EXERCISE:
Answer these questions from the passage on robotic mobile fulfillment systems (RMFS):
1. What optimal ratio of picking stations to replenishment stations did Lamballais et al. find?
2. In the study of robot power management, which power recovery strategy turned out best?
3. What three main parts is an RMFS made of?

--- START SOURCE PASSAGE ---

Many more articles study operational decision planning and control. Boysen et al. study the sequencing picking orders at the picking stations of RMFS. They formulate the problem as a mixed-integer program. The results indicate that the order throughput can be done with half of the fleet size of the vehicles using optimally sequencing order rather than the first-come first-served (FCFS) rule. The article also indicates that the number of robots reduces further using the shared storage policy.⁶ Yuan et al. propose a velocity storage policy, where the popular items are located closer around the workstations. Compared with the random storage policy, this policy can reduce the travel distance of robots by 8% or 10%.⁸ Lamballais et al. develop a SOQN model to estimate the order throughput time of the system. They study the ratio of the number of picking stations to replenishment stations and the replenishment level of each rack to reduce the total order throughput time. Their result shows that the optimal ratio of picking stations to replenishment stations is 2 to 1.

Furthermore, the optimal replenishment level is almost 50%.¹⁰ Zou et al. studied the optimization strategy of RMFS to allocate robot to picking stations by establishing a SOQN model and propose a task allocation method based on the moving speed. They then design a proximity search algorithm to find the optimal task allocation rule. The results indicate that the random allocation strategy has advantages over the allocation method based on the moving speed.¹¹ Zou et al. studied the robot’s power management in the RMFS, and the results show that noncontact inductive charging is the best robot power recovery strategy.¹² Xu et al. study the standby strategy of the robot based on the shortest pickup time, and the results show that the strategy of standby at the end of the task is the best under the same layout.¹³ Pan develops an advanced market algorithm to allocate orders to robots and design a simulation model to verify the method.¹⁴ Qiu studies the vehicle scheduling and path planning and achieves the collision-free shortest path planning for robots using a modified A* algorithm.¹⁵

We first describe the operation process and introduce seven layout designs for RMFS in the first section. According to whether considering the zoning strategy or not, two queueing network models are developed based on SOQN to estimate the performance of the system in the second section. The performance evaluation experiment platform designed to compare the maximum order throughput of the system under different structural parameters is introduced in the third section. Then, two experiments are designed to study how the structural factors affect the performance of the system. We conclude in the fourth section.

System description and design

Description

RMFS is mainly composed of automatic handling robots, mobile rack units, and picking operation platforms. The hallmark of the RMFS is the use of knapsack handling robots to move the storage unit from the storage location to the picking station.

--- END SOURCE PASSAGE ---
--- START MATERIAL ---

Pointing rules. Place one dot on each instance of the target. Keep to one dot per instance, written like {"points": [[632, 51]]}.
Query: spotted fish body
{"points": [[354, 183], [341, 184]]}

--- END MATERIAL ---

FINAL RESULT:
1. 2 to 1.
2. Noncontact inductive charging.
3. Automatic handling robots, mobile rack units, and picking operation platforms.